### Provided passage:

-*-

Tuesday, January 3, 2012

.Net's Sort Is Not Secure. Don't Use It. Here's a Better One.

.Net's Array.Sort (up to at least version 4.0) has serious weaknesses:

1. It is insecure and using it makes you vulnerable to a malicious attacker. .Net uses an ordinary quicksort with the pivot selected by the median-of-three method. It is easy to provoke quicksort's worst-case (quadratic) behavior and increase running times by multiple orders-of-magnitude. An attacker will be happy to exploit this as an effective denial-of-service attack.

2. It is inflexible. It does not allow you to provide a delegate for the swap function so sorting data structures where data synchronization is required to maintain consistency as items are moved is impossible. Also, you can only sort items on the .Net heap so sorting unmanaged memory is impossible.

3. It is slower than it should be even in the absence of an attacker.

Zimbry.Introsort addresses each of these problems.

1. It is secure. It is based on David Musser's Introsort algorithm. Introsort is essentially a quicksort that, should it fail, falls back to a secure heapsort.

2. It is flexible. Both the compare and swap operations are provided by the user. You can use it to sort anything.

3. It is faster. This wasn't an explicit objective but it's nice that we don't have to trade away performance to get a secure and flexible sort.

Click the links to see the benchmarks:


Let's look at the worst-case of dealing with an adversary.

It takes .Net over 26 minutes to sort one million integers when they are provided by an adversary. Zimbry.Introsort does it in half a second.

Those are the worst-case results. We can disable the adversary and benchmark it again:


Zimbry.Introsort is twice as fast in the average case and rarely less than 13% faster in any case.

(Each test was run only once so the timings for small arrays contain noticeable sampling noise. A more robust benchmark would filter multiple samples.)

I am releasing the source under the MIT license: Click here for the source

Some notes on the source:

You'll find many alternative sort algorithms in the Zimbry.Sort.OtherSorts project. I experimented with these along the way. You can enable them in the benchmark if you have a great deal of patience.

The class in QuicksortAdversary.cs was derived from Doug McIlroy's paper, A Killer Adversary for Quicksort. Be careful. It will beat up quicksort and steal its lunch money.

Zimbry.Introsort contains four sort algorithms layered together:

1. Quicksort with pivot selected by median-of-nine: For large partitions.

2. Quicksort with pivot selected by median-of-five: For small partitions.

-*-

### Supplied information:
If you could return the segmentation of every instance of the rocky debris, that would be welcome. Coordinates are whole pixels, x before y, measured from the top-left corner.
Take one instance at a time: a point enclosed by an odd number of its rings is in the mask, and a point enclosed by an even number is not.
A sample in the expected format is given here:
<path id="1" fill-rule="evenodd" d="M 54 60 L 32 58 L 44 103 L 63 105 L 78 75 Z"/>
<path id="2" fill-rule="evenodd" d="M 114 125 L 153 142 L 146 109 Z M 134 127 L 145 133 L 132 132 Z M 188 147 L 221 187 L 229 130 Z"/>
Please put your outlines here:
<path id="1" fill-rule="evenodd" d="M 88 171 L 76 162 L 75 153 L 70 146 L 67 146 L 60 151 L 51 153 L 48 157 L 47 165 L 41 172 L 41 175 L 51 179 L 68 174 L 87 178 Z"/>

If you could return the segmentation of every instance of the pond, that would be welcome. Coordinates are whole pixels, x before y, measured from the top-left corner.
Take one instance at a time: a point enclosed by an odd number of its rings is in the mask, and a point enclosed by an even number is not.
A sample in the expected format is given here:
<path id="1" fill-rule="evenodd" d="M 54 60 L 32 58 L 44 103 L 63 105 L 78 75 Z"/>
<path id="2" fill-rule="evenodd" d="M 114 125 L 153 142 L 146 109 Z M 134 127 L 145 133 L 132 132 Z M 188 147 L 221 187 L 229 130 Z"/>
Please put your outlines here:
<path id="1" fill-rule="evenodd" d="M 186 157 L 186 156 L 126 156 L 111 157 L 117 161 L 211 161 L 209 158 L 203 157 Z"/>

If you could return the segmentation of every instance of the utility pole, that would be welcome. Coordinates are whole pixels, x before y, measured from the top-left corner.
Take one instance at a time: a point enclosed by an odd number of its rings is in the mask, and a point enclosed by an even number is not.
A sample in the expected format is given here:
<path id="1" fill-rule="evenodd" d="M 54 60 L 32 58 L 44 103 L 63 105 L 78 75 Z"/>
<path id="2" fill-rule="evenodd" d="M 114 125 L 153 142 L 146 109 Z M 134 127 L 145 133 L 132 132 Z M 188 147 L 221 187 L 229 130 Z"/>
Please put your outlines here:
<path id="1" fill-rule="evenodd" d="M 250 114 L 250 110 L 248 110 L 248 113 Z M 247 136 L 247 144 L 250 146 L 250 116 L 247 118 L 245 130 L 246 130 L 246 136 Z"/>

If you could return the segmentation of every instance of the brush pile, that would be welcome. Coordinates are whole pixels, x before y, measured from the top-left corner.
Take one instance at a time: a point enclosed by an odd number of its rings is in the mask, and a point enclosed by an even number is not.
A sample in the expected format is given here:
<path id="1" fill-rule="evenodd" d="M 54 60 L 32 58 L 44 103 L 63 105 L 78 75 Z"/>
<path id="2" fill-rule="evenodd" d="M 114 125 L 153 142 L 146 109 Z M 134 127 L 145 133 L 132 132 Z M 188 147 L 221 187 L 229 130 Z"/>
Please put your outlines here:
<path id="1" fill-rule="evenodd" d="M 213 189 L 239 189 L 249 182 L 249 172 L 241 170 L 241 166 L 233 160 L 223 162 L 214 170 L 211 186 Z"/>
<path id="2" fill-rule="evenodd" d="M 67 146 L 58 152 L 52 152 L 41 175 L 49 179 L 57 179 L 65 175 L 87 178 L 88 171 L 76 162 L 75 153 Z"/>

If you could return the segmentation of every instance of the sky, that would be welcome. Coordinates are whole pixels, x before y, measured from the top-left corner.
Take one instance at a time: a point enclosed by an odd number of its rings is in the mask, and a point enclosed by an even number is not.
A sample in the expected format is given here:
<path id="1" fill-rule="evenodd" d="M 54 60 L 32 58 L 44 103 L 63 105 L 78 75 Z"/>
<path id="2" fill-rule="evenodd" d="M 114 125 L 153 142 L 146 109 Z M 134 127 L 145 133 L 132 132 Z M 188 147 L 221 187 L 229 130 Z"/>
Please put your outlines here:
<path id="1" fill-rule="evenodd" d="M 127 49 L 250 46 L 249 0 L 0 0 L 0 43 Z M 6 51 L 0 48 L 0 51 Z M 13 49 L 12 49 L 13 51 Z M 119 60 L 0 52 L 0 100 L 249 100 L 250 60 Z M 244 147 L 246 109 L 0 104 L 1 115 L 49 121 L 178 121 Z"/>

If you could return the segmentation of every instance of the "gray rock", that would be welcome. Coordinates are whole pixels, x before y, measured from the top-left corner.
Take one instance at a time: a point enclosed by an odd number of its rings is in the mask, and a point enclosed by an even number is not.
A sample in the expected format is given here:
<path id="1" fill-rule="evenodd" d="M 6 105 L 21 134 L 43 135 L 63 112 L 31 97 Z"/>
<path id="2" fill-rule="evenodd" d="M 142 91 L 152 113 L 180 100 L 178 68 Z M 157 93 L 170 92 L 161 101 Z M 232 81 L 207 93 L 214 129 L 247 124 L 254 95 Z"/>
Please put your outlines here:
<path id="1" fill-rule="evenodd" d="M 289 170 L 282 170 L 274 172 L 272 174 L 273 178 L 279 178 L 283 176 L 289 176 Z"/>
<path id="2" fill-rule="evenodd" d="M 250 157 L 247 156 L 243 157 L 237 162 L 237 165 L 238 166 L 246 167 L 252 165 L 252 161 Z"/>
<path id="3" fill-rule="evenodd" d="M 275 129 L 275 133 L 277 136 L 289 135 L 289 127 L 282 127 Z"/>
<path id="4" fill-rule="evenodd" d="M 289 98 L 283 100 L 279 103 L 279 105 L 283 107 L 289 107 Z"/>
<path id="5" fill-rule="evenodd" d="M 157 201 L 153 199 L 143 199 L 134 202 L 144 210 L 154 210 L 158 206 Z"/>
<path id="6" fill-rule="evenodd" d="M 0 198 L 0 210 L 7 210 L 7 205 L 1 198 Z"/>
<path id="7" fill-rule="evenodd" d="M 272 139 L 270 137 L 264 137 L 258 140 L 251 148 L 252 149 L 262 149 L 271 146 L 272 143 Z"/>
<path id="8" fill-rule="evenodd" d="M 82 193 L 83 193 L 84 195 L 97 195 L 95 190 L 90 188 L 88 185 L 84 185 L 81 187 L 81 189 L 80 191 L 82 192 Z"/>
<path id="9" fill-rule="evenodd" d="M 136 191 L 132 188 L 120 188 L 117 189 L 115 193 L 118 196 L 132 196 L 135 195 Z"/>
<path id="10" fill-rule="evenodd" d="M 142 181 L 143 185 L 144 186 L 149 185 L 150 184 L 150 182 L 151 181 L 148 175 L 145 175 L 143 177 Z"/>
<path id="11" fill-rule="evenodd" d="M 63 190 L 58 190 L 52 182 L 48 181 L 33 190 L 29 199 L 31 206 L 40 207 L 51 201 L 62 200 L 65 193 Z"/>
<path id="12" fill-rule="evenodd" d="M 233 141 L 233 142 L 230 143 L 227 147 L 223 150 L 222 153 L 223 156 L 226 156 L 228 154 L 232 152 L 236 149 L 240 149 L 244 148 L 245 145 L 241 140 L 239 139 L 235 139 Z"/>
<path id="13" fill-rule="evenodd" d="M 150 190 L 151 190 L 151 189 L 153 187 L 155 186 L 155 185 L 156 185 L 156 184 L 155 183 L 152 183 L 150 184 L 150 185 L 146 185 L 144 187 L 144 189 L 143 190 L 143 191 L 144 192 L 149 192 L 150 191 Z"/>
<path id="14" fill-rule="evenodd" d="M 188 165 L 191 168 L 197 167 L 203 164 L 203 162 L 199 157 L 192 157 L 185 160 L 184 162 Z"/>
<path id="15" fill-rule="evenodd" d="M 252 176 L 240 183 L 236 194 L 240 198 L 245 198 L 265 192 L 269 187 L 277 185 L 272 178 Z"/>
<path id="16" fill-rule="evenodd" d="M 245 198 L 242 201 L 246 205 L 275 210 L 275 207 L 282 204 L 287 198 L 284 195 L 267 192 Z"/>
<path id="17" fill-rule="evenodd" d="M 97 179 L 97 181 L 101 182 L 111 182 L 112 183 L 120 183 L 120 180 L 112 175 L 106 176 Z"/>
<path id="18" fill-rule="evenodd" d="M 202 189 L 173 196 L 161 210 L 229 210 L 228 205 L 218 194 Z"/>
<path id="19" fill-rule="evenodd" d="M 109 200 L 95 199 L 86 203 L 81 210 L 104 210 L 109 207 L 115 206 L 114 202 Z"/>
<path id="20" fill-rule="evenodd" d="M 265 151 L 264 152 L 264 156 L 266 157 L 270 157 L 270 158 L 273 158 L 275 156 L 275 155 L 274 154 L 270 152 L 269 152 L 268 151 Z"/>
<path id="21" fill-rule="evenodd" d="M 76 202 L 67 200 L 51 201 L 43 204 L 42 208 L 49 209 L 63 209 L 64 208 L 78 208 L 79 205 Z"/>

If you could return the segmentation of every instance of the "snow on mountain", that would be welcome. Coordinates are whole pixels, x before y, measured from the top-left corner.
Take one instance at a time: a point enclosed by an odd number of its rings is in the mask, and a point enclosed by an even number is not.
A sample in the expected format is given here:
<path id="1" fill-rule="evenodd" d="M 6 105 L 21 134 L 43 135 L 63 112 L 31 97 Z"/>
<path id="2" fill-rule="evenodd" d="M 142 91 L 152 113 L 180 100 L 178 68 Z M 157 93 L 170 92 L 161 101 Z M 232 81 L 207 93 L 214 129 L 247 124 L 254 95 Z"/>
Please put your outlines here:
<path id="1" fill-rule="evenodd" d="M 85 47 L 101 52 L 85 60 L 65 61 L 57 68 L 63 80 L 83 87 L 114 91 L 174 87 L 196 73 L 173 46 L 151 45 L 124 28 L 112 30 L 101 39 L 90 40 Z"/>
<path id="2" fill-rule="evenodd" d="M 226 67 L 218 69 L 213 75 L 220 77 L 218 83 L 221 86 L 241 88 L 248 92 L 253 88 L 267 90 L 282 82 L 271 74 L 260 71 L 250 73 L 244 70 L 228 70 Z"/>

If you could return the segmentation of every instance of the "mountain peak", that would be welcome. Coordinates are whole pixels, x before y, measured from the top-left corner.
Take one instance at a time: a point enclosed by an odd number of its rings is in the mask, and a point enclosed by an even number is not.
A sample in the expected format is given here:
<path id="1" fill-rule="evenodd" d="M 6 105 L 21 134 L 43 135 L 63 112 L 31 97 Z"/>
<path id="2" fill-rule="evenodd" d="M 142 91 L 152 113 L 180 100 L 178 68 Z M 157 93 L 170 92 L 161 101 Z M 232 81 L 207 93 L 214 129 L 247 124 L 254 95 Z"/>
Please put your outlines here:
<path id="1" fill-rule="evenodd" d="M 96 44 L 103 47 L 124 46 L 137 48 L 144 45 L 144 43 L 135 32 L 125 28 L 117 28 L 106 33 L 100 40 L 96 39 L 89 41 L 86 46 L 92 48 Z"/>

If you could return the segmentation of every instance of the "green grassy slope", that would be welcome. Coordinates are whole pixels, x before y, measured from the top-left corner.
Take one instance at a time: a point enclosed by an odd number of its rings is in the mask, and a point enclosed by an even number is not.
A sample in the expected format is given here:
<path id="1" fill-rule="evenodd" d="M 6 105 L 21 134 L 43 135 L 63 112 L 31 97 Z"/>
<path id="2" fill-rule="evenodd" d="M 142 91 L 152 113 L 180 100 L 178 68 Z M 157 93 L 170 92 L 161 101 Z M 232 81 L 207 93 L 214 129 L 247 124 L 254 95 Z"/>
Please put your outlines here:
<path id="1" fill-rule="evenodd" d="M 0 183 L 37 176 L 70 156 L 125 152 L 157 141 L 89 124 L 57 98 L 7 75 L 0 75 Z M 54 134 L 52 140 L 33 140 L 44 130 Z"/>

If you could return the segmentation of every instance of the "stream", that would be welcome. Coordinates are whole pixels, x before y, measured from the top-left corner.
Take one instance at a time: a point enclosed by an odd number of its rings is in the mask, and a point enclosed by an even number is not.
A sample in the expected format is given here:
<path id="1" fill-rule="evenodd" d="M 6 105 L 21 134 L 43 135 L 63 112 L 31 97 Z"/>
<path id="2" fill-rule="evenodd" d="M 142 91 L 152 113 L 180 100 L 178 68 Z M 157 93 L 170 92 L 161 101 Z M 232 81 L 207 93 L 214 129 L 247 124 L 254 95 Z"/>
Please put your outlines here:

-*-

### Given task A:
Please transcribe the part of the .Net sort post starting with "2. It is inflexible." and going on through "of these problems.".
### Given task B:
Render this sentence from the .Net sort post in Spanish: "Introsort is essentially a quicksort that, should it fail, falls back to a secure heapsort."
The listing comes from a separate source.

### Task answer A:
2. It is inflexible. It does not allow you to provide a delegate for the swap function so sorting data structures where data synchronization is required to maintain consistency as items are moved is impossible. Also, you can only sort items on the .Net heap so sorting unmanaged memory is impossible.

3. It is slower than it should be even in the absence of an attacker.

Zimbry.Introsort addresses each of these problems.

### Task answer B:
Introsort es esencialmente un quicksort que, si falla, recurre a un heapsort seguro.